Excerto da página
■ ■ ■ ■ ■
Kiko Pereira e Miguel Ângelo são há
muito figuras centrais do jazz nacional, sobretudo focados na fervilhante cena
do Porto. Depois de múltiplos projetos individuais, decidiriam formar o duo
KiMiKus, em que assumem alter egos: Miguel Ângelo – ele próprio licenciado em
Informática e Matemática Aplicada – é o Prof. Mikelius e Kiko Pereira o Dr. K.
Acabam de lançar o seu álbum de estreia, “Modus Novos”. Neste álbum, começa por
explicar Miguel Ângelo à jazz.pt, «convivem harmoniosamente canções,
improvisação, experimentação e uma variedade de géneros musicais. Representa
mais um passo no meu processo de busca, criação e desenvolvimento pessoal e
musical.» Também para Kiko Pereira, «este álbum oferece uma perspectiva
diferente da “voz” em comparação com os demais, é uma experiência musical que
nos leva para além do comum.» Este projeto surgiu de um desafio que se
transformou num encontro e depois numa natural convergência de vontades. «A
nossa ligação remonta ao século passado, com uma história de encontros e
desencontros ao longo do tempo. Este é o nosso primeiro projeto junto, algo que
parece incrível, considerando a nossa amizade de longa data», conta o
contrabaixista. O cantor também faz um balanço de um trajeto com muitos pontos
de contato: «Apesar de sermos amigos há muitos anos, este é o nosso primeiro
projeto conjunto, o que parece um tanto contraditório, dado que partilhamos um
percurso paralelo no mundo da arte, nos estudos e nas nossas carreiras.» O
destino quis que se encontrassem no espaço Maus Hábitos, no Porto, onde a
«KiMiKa entre nós se iniciou e as faíscas criativas nunca mais cessaram».
■ ■ ■ ■ ■
Dados fornecidos
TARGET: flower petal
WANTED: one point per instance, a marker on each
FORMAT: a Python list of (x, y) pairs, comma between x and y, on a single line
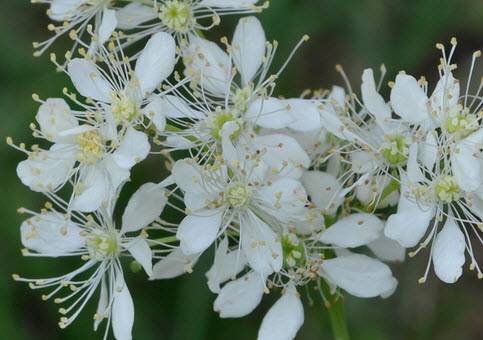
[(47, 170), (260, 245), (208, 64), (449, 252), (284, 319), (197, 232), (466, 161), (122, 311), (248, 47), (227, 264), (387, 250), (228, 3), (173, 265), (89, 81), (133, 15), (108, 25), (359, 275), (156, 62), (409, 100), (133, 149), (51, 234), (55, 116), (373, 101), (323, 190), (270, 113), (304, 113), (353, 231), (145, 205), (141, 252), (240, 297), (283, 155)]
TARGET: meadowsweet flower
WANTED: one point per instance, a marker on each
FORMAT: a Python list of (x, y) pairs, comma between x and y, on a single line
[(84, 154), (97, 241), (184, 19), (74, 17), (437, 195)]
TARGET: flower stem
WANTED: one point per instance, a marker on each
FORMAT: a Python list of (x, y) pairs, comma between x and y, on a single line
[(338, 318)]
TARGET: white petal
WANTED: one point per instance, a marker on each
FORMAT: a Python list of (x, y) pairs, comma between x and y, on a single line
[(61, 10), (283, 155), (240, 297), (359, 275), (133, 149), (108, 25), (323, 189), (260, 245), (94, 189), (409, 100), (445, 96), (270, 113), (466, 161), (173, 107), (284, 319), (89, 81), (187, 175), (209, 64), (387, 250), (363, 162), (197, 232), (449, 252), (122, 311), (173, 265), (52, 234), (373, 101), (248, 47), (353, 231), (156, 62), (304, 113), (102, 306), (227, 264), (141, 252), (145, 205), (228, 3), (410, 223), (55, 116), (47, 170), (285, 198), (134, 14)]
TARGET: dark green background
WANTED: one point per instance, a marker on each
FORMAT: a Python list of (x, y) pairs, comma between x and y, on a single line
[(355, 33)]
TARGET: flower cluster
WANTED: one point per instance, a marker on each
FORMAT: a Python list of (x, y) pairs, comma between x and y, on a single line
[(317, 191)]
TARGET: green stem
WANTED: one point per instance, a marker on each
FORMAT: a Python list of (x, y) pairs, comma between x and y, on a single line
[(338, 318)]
■ ■ ■ ■ ■
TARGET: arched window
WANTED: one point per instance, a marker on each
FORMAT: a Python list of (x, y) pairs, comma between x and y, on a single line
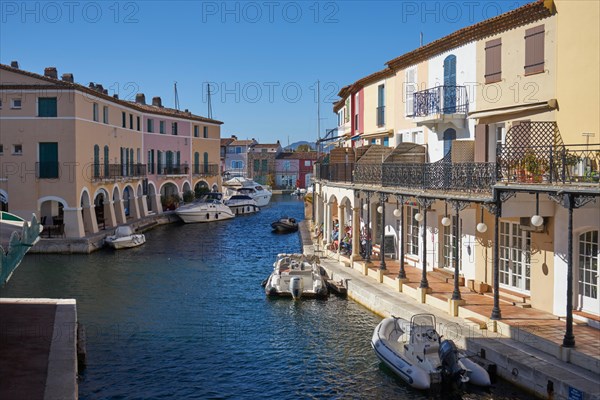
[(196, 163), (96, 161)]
■ ■ ■ ■ ■
O que se pede
1. Indique tudo o que, segundo Miguel Ângelo, convive harmoniosamente no álbum "Modus Novos", de acordo com o texto sobre o duo KiMiKus.
2. Devolva o trecho do texto sobre o duo KiMiKus que vai de "Kiko Pereira e" até "Pereira o Dr. K.", incluindo ambos.

Resultados do exercício
1. canções; improvisação; experimentação; uma variedade de géneros musicais

2.
Kiko Pereira e Miguel Ângelo são há
muito figuras centrais do jazz nacional, sobretudo focados na fervilhante cena
do Porto. Depois de múltiplos projetos individuais, decidiriam formar o duo
KiMiKus, em que assumem alter egos: Miguel Ângelo – ele próprio licenciado em
Informática e Matemática Aplicada – é o Prof. Mikelius e Kiko Pereira o Dr. K.